Prompt: Wherever the string "bumper" shows up in the records below, return that line.

Supplied material:
++++++++++++++++++++

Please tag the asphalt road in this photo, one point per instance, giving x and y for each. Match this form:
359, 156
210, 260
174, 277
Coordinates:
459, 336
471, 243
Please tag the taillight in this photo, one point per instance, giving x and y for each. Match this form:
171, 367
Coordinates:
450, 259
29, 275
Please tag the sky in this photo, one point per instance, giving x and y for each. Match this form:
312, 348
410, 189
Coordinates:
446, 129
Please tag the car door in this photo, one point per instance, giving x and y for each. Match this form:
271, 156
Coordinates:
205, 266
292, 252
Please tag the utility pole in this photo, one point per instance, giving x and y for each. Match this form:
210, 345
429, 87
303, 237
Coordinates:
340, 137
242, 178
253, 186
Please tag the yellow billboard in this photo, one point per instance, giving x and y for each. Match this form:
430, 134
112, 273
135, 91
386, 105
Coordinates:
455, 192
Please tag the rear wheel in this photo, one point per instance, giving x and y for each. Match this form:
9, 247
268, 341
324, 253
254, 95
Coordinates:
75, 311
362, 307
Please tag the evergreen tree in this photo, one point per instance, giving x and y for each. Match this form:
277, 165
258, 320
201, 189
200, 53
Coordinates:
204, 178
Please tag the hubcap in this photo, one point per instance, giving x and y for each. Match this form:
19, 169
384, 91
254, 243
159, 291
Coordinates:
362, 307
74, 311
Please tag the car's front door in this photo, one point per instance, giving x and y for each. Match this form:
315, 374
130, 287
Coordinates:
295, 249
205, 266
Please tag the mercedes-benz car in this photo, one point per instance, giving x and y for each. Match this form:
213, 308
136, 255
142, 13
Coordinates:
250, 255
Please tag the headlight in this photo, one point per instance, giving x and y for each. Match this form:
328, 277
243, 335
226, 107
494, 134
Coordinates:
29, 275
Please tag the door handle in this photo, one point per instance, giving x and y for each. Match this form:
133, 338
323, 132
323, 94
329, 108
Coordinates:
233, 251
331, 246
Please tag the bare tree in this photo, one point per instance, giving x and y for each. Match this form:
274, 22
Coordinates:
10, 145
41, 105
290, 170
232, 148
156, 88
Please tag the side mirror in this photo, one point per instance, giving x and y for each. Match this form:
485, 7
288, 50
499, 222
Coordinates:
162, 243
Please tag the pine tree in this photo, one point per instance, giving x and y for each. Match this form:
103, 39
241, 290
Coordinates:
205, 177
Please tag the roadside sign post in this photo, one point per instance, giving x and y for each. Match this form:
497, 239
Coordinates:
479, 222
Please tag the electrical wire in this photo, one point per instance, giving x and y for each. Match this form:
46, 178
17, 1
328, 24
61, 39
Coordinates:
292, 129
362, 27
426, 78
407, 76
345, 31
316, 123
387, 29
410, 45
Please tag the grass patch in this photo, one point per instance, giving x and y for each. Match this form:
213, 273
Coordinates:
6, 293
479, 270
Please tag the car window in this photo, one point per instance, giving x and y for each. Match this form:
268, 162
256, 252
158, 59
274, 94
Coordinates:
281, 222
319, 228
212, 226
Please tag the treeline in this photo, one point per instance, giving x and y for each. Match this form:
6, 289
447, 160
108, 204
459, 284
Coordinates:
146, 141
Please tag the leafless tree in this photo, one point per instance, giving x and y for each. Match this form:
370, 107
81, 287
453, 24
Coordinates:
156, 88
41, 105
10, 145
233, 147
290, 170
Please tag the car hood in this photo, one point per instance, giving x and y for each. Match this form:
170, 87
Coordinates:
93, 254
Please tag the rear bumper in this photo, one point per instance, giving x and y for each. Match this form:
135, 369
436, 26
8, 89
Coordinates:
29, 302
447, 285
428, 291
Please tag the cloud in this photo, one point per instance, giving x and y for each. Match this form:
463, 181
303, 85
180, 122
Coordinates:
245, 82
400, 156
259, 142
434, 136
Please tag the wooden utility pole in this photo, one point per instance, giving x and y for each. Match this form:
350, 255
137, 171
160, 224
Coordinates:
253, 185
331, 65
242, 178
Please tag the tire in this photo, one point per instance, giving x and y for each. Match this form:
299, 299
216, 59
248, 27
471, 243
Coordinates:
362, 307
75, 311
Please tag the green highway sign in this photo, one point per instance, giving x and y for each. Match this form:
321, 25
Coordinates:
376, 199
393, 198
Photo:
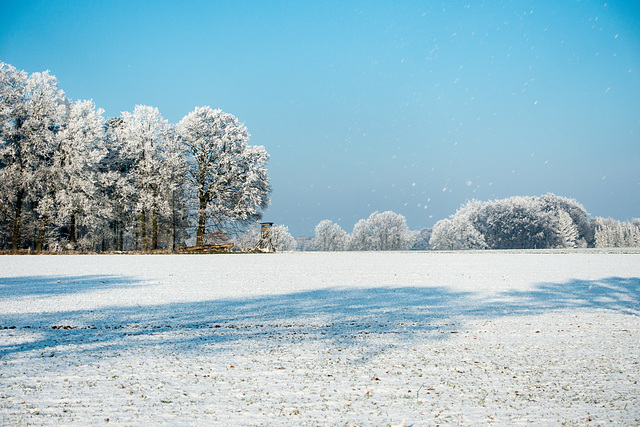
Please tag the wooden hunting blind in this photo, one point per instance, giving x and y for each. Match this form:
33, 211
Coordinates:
265, 244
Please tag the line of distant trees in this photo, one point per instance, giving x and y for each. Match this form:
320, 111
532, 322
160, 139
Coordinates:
72, 180
545, 222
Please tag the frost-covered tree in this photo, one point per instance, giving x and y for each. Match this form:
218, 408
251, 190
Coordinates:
421, 240
144, 132
360, 239
174, 189
330, 237
31, 114
386, 231
389, 231
568, 230
610, 233
79, 151
281, 239
513, 223
227, 175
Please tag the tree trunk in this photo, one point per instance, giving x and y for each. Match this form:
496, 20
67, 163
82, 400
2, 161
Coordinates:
154, 226
72, 231
41, 233
143, 226
202, 219
17, 220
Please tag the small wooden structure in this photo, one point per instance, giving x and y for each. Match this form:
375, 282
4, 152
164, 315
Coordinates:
265, 244
213, 242
208, 248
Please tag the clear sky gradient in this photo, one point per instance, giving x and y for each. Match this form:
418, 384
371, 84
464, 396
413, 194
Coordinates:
412, 106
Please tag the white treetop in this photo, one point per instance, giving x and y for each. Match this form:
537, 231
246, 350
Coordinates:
228, 176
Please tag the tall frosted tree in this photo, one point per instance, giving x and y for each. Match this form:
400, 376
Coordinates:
227, 175
75, 167
144, 132
32, 112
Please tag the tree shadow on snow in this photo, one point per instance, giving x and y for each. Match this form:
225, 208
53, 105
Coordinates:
341, 317
45, 286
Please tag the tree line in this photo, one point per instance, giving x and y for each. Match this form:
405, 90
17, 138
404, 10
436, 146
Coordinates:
521, 222
72, 180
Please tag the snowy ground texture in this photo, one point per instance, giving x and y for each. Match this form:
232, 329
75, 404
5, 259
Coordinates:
482, 338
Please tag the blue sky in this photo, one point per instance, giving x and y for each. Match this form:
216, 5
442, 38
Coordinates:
413, 107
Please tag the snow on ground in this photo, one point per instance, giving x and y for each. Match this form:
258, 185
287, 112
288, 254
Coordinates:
490, 338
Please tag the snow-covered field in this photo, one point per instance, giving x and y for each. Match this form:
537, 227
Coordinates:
321, 339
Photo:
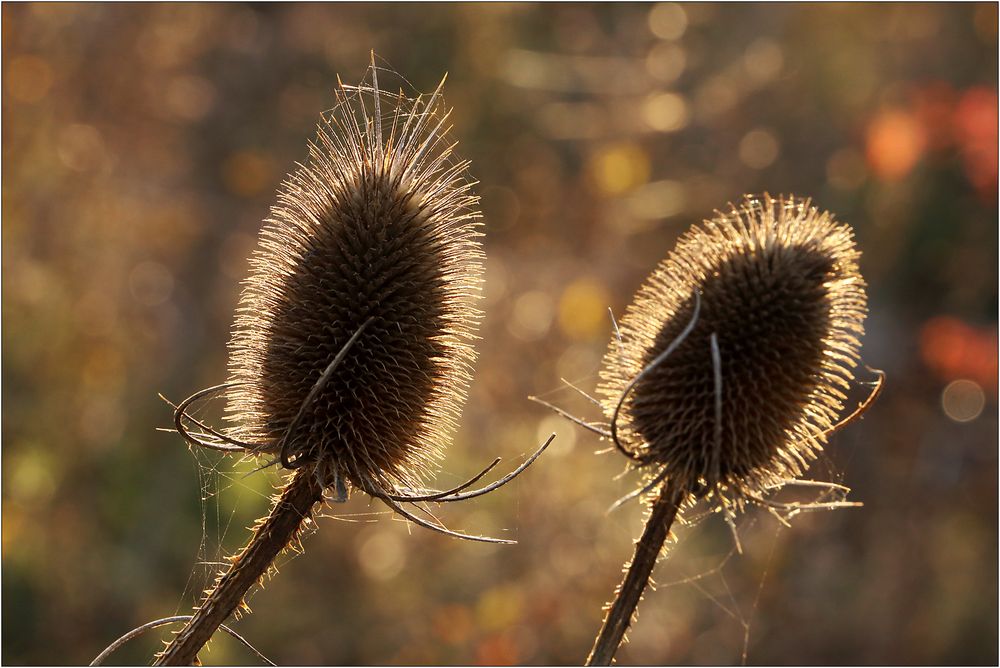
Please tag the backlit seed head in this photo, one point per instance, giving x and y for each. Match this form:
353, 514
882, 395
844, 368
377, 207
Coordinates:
779, 287
380, 224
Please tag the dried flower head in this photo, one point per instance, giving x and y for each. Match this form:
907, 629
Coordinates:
734, 358
352, 344
379, 227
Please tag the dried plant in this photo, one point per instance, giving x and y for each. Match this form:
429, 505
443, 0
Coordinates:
730, 369
352, 345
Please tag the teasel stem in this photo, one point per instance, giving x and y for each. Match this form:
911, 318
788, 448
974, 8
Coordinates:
647, 551
271, 536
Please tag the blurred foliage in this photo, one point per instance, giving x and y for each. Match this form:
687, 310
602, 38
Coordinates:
142, 146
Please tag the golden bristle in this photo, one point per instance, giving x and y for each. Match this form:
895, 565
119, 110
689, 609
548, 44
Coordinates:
777, 284
380, 227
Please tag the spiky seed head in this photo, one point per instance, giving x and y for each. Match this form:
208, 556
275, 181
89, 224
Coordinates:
380, 223
780, 288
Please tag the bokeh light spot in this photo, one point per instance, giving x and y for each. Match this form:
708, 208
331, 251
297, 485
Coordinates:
666, 61
665, 112
763, 60
618, 168
895, 141
846, 169
381, 555
531, 315
667, 20
657, 200
758, 149
28, 78
963, 400
583, 310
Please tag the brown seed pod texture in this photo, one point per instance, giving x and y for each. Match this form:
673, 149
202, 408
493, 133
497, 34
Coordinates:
380, 226
779, 287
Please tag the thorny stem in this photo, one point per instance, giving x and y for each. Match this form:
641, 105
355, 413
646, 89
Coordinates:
647, 550
270, 537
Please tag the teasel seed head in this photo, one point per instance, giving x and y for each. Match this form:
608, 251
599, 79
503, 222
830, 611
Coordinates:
753, 387
377, 234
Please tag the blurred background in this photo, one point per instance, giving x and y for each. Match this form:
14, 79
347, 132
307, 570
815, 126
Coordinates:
142, 146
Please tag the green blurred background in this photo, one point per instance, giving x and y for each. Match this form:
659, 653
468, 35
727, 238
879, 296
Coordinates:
142, 146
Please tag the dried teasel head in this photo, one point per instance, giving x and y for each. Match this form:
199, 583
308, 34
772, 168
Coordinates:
380, 227
352, 344
733, 361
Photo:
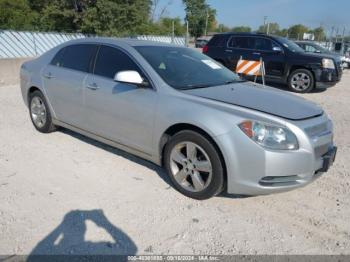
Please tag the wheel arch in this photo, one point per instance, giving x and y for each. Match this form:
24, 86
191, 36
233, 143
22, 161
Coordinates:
176, 128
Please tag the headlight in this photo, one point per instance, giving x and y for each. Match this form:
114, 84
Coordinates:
328, 63
270, 136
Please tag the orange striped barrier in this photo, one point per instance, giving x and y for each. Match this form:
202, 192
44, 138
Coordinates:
251, 68
247, 67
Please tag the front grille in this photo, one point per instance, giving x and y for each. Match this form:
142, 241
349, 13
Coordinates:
322, 150
317, 132
339, 69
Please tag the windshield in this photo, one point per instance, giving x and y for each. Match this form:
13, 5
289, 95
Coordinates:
290, 45
184, 68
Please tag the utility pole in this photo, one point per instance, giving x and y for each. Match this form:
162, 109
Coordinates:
206, 22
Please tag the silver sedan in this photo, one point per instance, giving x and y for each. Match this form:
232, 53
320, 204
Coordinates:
178, 108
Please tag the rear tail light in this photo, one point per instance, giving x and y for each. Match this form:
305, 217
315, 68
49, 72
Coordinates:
205, 49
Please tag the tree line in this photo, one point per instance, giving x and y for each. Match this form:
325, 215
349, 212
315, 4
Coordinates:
125, 17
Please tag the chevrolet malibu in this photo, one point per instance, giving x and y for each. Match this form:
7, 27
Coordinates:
178, 108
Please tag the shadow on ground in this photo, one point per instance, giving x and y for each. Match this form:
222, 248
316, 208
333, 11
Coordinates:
68, 238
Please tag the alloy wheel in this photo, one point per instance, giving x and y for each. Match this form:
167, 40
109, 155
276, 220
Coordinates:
191, 167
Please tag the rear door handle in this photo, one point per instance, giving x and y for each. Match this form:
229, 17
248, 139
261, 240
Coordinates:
93, 86
49, 75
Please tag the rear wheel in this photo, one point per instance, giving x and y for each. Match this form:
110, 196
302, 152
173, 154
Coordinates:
194, 165
301, 81
40, 113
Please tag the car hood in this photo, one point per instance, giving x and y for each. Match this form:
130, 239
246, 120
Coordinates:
264, 99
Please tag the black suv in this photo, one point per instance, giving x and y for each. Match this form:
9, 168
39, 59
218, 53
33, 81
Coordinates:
285, 61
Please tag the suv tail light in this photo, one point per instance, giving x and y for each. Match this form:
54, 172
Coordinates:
205, 49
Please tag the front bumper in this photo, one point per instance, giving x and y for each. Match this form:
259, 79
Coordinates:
253, 170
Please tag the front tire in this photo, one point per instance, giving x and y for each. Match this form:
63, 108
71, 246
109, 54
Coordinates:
193, 165
301, 81
40, 113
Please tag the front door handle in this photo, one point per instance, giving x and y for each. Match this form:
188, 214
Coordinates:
49, 75
93, 86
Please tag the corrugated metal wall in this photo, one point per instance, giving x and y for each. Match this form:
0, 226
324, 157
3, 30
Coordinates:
15, 44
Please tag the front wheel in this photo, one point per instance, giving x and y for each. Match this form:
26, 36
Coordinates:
194, 165
301, 81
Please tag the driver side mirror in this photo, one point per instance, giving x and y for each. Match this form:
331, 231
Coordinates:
130, 77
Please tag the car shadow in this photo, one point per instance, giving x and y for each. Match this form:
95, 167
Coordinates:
68, 238
161, 173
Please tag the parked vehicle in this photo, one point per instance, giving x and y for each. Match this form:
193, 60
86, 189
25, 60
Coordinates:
312, 47
180, 109
201, 42
285, 61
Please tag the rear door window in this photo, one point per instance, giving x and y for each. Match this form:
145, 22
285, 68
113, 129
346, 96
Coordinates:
241, 42
76, 57
111, 60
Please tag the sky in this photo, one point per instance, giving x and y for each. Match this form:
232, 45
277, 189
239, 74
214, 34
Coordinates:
312, 13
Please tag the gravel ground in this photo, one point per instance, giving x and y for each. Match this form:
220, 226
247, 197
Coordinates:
63, 193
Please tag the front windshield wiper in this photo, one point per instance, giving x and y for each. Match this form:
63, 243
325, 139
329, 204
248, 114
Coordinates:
235, 81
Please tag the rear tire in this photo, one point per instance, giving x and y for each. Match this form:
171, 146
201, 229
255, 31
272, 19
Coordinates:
193, 165
301, 81
40, 113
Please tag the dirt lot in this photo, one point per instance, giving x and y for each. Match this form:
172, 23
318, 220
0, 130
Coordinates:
63, 193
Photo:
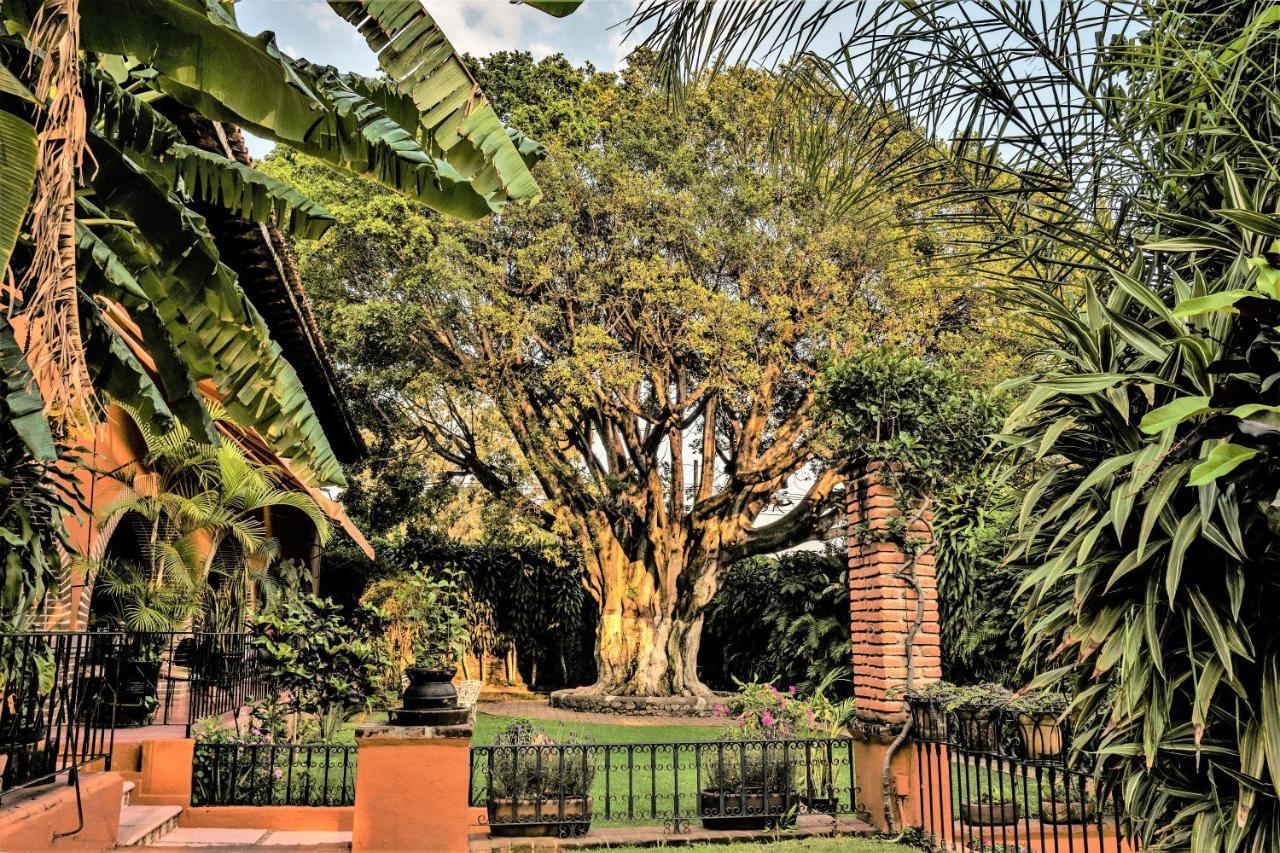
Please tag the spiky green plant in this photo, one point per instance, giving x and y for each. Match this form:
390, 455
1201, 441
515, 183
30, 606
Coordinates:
1123, 156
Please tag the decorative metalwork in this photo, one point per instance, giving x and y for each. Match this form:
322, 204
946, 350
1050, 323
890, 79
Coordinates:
1005, 780
565, 789
64, 693
273, 774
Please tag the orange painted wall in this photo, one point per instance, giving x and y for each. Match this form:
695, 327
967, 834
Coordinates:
316, 819
30, 821
411, 796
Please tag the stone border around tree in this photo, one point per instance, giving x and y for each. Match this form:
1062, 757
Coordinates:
635, 706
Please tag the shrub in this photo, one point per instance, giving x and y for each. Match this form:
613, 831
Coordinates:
533, 769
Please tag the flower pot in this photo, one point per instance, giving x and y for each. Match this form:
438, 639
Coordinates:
1057, 812
429, 689
1042, 735
988, 813
521, 817
929, 723
979, 730
132, 684
762, 810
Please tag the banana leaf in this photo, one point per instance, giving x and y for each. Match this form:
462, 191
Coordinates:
453, 112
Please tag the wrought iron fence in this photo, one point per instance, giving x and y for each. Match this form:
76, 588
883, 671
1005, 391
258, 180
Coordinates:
273, 774
565, 789
51, 717
64, 693
1002, 780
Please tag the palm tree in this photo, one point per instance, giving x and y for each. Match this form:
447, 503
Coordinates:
192, 498
1121, 158
104, 182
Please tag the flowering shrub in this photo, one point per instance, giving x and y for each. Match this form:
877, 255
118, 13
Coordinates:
764, 712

++++++++++++++++++++

Written solution:
Please tag the rear bumper in this photo, one point per instance, giving x and y for each. Match this form:
Please tag the front bumper in this photo, one point per instance, giving x and y for each. Match this form:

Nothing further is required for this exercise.